You are viewing a plain text version of this content. The canonical link for it is here.
Posted to jira@arrow.apache.org by "&res (Jira)" <ji...@apache.org> on 2021/07/30 14:36:00 UTC
[jira] [Created] (ARROW-13509) Cannot "explode" empty table
&res created ARROW-13509:
----------------------------
Summary: Cannot "explode" empty table
Key: ARROW-13509
URL: https://issues.apache.org/jira/browse/ARROW-13509
Project: Apache Arrow
Issue Type: Improvement
Components: C++, Python
Affects Versions: 4.0.0
Reporter: &res
I'm trying to explode a table (in the pandas sense: [https://pandas.pydata.org/pandas-docs/stable/reference/api/pandas.DataFrame.explode.html)]
As it's not yet supported, I've writen some code to do it using a mix of list_flatten and list_parent_indices. It works well, excepted it crashed when for empty tables where it crashes.
{code:python}
WARNING: Logging before InitGoogleLogging() is written to STDERR
F0730 15:16:05.164858 13612 chunked_array.cc:48] Check failed: (chunks_.size()) > (0) cannot construct ChunkedArray from empty vector and omitted type
*** Check failure stack trace: ***Process finished with exit code 134 (interrupted by signal 6: SIGABRT)
{code}
Here's a reproducable example:
{code:python}
import sys
import pyarrow as pa
from pyarrow import compute
import pandas as pd
table = pa.Table.from_arrays(
[
pa.array([101, 102, 103], pa.int32()),
pa.array([['a'], ['a', 'b'], ['a', 'b', 'c']], pa.list_(pa.string()))
],
names=['key', 'list']
)
def explode(table) -> pd.DataFrame:
exploded_list = compute.list_flatten(table['list'])
indices = compute.list_parent_indices(table['list'])
assert indices.type == pa.int32()
keys = compute.take(table['key'], indices) # <--- Crashes here
return pa.Table.from_arrays(
[keys, exploded_list],
names=['key', 'list_element']
)

REQUIRED WORK –
• A. Copy out the part of the Arrow bug report starting at "Posted to jira@arrow.apache.org" and ending at "where it crashes.".
• B. In the Arrow bug report, why did the reporter write their own code using list_flatten and list_parent_indices? Answer in one to three sentences.
• C. Carry on the Arrow bug report from the point where it stops.
The listing that comes next is separate material and has nothing to do with the bug report.

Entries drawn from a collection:
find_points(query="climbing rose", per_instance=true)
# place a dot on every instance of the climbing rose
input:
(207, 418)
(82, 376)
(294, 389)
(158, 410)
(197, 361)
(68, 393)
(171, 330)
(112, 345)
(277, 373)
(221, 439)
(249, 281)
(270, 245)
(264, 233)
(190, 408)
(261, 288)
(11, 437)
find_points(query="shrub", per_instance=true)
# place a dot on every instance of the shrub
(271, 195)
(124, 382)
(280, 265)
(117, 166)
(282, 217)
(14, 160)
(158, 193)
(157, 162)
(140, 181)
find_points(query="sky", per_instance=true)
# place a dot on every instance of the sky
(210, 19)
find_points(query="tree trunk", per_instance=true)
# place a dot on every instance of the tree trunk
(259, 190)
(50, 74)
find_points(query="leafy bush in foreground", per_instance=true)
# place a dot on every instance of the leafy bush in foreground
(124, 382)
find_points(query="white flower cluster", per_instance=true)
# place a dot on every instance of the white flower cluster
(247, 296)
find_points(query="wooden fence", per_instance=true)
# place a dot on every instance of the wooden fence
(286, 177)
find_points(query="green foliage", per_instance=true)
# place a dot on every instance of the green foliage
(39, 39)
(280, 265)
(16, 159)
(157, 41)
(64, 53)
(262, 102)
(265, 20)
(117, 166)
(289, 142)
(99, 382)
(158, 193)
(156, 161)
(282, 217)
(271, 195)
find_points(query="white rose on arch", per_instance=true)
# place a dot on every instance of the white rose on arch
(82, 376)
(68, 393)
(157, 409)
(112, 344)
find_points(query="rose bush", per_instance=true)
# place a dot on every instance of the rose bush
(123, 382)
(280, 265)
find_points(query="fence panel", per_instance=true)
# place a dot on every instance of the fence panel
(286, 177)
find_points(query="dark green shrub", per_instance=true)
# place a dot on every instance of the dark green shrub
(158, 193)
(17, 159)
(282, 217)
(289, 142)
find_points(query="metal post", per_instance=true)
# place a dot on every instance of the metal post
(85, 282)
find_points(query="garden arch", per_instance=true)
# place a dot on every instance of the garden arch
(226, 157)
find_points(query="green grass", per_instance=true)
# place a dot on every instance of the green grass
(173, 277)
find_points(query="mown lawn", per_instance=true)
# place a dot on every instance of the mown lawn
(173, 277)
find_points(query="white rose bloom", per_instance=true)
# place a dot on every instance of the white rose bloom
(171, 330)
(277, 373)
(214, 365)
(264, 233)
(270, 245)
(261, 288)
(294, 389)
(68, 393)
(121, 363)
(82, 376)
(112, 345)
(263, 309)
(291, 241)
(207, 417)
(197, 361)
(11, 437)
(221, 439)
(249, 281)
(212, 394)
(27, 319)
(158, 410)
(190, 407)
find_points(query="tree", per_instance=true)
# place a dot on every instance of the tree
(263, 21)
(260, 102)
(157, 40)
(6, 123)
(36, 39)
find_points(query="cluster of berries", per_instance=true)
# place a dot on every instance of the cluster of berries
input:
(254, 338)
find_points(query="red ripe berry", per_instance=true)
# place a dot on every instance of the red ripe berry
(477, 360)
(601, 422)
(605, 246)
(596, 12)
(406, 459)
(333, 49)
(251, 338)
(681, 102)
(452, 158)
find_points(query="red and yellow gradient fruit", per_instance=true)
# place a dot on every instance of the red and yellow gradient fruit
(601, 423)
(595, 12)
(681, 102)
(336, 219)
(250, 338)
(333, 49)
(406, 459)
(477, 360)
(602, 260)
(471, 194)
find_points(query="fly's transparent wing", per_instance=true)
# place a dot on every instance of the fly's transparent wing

TASK-BY-TASK OUTPUTS –
• A.
Posted to jira@arrow.apache.org by "&res (Jira)" <ji...@apache.org> on 2021/07/30 14:36:00 UTC
[jira] [Created] (ARROW-13509) Cannot "explode" empty table
&res created ARROW-13509:
----------------------------
Summary: Cannot "explode" empty table
Key: ARROW-13509
URL: https://issues.apache.org/jira/browse/ARROW-13509
Project: Apache Arrow
Issue Type: Improvement
Components: C++, Python
Affects Versions: 4.0.0
Reporter: &res
I'm trying to explode a table (in the pandas sense: [https://pandas.pydata.org/pandas-docs/stable/reference/api/pandas.DataFrame.explode.html)]
As it's not yet supported, I've writen some code to do it using a mix of list_flatten and list_parent_indices. It works well, excepted it crashed when for empty tables where it crashes.

• B. Exploding a table in the pandas sense is not yet supported in Arrow. So the reporter wrote their own code, using a mix of list_flatten and list_parent_indices, to do it.

• C.
explode(table).to_pandas().to_markdown(sys.stdout)
explode(table.slice(0, 0)).to_pandas().to_markdown(sys.stdout) # <--- doesn't work
{code}
I've narrowed it down to the following:
when list_parent_indices is called on an empty table it returns this empty chunk array:
{code}
pa.chunked_array([], pa.int32())
{code}
Instead of this chunked array with 1 empty chunk:
{code}
pa.chunked_array([pa.array([], pa.int32())])
{code}
In turn take doesn't work with the empty chunked aray:
{code:python}
compute.take(pa.chunked_array([pa.array([], pa.int32())]),
pa.chunked_array([], pa.int32())) # Bad
compute.take(pa.chunked_array([pa.array([], pa.int32())]),
pa.chunked_array([pa.array([], pa.int32())])) # Good
{code}
Now in terms of how to fix it there's two solutions:
* take could accept empty chunked array
* list_parent_indices could return a chunked array with an empty chunk
PS: the error message isn't accurate. It says "cannot construct ChunkedArray from empty vector and omitted type". But the array being passed has got a type (int32) but no chunk. It makes me suspect that something in take strip the type of the empty chunked array.
--
This message was sent by Atlassian Jira
(v8.3.4#803005)